▶ Aim: Only the lines from the one containing "Put one point on each instance of the elastic" through the final line of the material below should be output, exactly as they stand.

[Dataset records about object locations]
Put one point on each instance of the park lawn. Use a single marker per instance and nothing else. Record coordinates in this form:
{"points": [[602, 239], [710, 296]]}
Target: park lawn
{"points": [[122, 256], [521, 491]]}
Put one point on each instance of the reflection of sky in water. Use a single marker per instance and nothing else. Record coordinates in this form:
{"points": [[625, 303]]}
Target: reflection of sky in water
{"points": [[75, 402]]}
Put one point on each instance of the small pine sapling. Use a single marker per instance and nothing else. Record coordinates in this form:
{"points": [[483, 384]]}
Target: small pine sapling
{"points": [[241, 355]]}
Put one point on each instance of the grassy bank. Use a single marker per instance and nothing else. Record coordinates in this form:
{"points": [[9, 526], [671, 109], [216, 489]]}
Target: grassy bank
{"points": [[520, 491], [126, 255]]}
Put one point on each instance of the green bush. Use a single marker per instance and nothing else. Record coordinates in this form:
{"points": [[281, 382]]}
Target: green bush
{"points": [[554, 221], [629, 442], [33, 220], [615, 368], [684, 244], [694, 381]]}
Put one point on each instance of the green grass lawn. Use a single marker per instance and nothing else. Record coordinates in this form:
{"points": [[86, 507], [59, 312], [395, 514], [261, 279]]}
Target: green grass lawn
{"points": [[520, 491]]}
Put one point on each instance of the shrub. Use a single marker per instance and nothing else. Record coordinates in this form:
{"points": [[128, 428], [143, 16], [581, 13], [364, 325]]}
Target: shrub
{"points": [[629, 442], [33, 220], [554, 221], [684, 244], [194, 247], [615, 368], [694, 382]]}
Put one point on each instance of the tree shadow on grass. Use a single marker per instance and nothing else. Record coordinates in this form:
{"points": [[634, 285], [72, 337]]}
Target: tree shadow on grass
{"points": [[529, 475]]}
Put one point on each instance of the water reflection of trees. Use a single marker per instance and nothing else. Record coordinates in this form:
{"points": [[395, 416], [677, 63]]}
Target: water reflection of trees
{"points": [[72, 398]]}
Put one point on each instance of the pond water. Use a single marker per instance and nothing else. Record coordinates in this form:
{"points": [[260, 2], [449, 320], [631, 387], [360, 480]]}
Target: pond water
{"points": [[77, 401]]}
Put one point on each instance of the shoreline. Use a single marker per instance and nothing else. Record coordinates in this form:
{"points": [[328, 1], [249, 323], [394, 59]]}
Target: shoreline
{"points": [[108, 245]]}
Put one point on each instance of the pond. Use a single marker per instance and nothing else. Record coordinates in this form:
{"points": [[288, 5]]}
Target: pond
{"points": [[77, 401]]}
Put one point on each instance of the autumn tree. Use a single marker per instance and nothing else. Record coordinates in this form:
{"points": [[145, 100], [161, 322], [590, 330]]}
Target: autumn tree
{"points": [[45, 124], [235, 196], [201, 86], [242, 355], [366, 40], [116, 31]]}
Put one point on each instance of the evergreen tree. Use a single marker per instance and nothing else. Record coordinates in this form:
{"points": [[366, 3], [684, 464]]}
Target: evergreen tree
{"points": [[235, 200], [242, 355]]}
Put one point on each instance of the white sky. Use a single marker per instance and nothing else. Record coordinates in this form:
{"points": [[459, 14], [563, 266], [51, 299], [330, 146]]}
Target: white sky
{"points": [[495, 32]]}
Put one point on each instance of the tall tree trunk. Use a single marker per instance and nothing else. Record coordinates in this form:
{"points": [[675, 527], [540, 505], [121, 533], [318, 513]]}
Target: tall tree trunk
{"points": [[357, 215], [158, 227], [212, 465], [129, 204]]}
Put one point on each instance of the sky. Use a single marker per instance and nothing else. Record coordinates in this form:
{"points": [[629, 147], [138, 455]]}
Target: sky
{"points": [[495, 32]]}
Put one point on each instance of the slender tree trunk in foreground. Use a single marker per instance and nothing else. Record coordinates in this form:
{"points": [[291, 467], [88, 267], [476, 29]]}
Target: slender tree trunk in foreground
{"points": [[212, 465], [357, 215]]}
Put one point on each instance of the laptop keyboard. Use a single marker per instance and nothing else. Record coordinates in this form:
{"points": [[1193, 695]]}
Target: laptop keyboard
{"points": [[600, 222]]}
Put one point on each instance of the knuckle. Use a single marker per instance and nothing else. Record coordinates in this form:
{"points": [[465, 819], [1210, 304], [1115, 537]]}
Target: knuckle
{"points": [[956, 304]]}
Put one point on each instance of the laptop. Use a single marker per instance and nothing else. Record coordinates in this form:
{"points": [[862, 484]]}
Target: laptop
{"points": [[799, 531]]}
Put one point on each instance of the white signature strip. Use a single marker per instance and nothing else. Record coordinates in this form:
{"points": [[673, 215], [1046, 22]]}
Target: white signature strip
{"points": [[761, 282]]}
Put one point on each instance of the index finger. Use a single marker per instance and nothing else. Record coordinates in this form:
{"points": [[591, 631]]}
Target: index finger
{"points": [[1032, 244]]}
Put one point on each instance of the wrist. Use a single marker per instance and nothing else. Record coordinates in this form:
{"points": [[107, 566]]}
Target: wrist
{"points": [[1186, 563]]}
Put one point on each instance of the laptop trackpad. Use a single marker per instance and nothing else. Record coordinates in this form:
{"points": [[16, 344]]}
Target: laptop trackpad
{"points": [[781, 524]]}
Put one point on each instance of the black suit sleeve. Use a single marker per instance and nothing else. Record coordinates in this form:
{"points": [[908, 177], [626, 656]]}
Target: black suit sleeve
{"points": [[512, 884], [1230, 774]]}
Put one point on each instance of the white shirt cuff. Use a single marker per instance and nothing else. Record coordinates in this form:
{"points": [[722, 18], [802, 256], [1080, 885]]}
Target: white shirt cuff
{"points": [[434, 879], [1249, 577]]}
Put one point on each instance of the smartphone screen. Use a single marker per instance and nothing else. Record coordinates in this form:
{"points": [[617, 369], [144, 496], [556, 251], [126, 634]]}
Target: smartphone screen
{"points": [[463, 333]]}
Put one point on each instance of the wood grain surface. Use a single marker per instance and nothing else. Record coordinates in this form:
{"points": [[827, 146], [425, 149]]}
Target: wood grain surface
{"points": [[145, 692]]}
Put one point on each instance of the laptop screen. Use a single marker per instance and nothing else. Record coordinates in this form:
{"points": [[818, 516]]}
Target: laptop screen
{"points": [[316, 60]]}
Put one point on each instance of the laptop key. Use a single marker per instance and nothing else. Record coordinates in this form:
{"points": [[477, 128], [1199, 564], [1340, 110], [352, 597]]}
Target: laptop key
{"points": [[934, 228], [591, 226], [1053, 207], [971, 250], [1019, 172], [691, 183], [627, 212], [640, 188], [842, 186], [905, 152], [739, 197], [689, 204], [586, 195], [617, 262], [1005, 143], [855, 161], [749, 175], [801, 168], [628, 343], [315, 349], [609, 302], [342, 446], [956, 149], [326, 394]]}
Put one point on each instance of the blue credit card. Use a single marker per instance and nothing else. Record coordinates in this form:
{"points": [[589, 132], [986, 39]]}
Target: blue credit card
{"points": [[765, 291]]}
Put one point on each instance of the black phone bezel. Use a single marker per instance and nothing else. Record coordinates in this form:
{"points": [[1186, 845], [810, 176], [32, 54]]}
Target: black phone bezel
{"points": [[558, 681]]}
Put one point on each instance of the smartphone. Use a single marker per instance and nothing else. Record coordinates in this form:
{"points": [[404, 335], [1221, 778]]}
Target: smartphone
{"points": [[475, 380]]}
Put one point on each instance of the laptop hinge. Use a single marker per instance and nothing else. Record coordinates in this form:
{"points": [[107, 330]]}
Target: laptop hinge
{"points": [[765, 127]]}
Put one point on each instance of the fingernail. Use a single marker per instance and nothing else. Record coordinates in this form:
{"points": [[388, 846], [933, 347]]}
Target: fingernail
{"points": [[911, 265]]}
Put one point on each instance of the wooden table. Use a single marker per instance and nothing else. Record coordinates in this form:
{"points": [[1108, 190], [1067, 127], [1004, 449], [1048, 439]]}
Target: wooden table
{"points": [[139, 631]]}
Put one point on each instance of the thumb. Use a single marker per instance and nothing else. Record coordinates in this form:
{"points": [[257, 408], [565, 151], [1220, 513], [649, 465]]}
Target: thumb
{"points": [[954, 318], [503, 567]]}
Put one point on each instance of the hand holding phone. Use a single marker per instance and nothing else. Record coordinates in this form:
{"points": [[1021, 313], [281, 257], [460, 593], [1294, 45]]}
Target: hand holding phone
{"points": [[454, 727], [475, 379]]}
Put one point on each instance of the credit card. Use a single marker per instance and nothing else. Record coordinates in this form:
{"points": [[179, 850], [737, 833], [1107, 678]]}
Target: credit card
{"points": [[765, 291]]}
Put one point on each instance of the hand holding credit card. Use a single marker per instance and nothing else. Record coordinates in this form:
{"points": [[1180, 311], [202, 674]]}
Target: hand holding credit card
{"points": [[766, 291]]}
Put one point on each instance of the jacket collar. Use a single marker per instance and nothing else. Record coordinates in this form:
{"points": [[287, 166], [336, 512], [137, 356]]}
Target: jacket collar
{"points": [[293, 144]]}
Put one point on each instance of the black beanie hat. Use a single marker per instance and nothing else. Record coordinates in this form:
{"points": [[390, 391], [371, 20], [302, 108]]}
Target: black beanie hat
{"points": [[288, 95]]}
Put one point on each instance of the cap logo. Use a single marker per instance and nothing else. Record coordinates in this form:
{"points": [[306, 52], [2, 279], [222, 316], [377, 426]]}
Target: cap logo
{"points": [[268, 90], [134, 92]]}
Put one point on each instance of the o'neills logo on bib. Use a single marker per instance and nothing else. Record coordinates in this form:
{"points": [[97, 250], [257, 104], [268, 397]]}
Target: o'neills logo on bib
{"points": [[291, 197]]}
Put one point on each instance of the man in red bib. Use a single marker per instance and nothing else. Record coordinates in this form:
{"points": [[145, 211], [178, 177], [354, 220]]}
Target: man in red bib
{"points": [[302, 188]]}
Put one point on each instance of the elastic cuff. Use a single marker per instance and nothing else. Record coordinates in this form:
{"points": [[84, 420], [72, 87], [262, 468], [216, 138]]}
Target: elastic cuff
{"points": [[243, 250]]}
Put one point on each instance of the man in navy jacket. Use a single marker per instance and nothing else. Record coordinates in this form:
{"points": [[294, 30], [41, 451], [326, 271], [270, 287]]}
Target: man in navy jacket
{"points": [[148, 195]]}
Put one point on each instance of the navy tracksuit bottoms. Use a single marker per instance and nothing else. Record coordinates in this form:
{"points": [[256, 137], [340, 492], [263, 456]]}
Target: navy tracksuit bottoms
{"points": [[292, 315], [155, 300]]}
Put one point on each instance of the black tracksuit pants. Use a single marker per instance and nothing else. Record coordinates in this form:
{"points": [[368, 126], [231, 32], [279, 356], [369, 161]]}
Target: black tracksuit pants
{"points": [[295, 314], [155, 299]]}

▶ Exercise answer:
Put one point on each instance of the elastic cuff. Use a single marker per instance and nothing else. Record coordinates in this form:
{"points": [[84, 420], [72, 87], [262, 468], [216, 138]]}
Target: elastic cuff
{"points": [[243, 250]]}
Put one point on each instance of the man in navy jacket. Use a single marker per instance and nothing else. Record coordinates in this form:
{"points": [[294, 30], [41, 451], [326, 271], [270, 287]]}
Target: man in navy jacket
{"points": [[148, 195]]}
Put one point on each instance of the navy tracksuit bottoms. Use a single marker per instance and nothing else. Record coordinates in this form:
{"points": [[256, 137], [340, 492], [263, 456]]}
Target: navy tracksuit bottoms
{"points": [[292, 315], [155, 300]]}
Put one point on each instance of the black tracksuit pants. Use a single marker per instance and nothing else. Record coordinates in this form:
{"points": [[368, 126], [231, 32], [279, 356], [369, 161]]}
Target: black tracksuit pants
{"points": [[295, 314], [155, 299]]}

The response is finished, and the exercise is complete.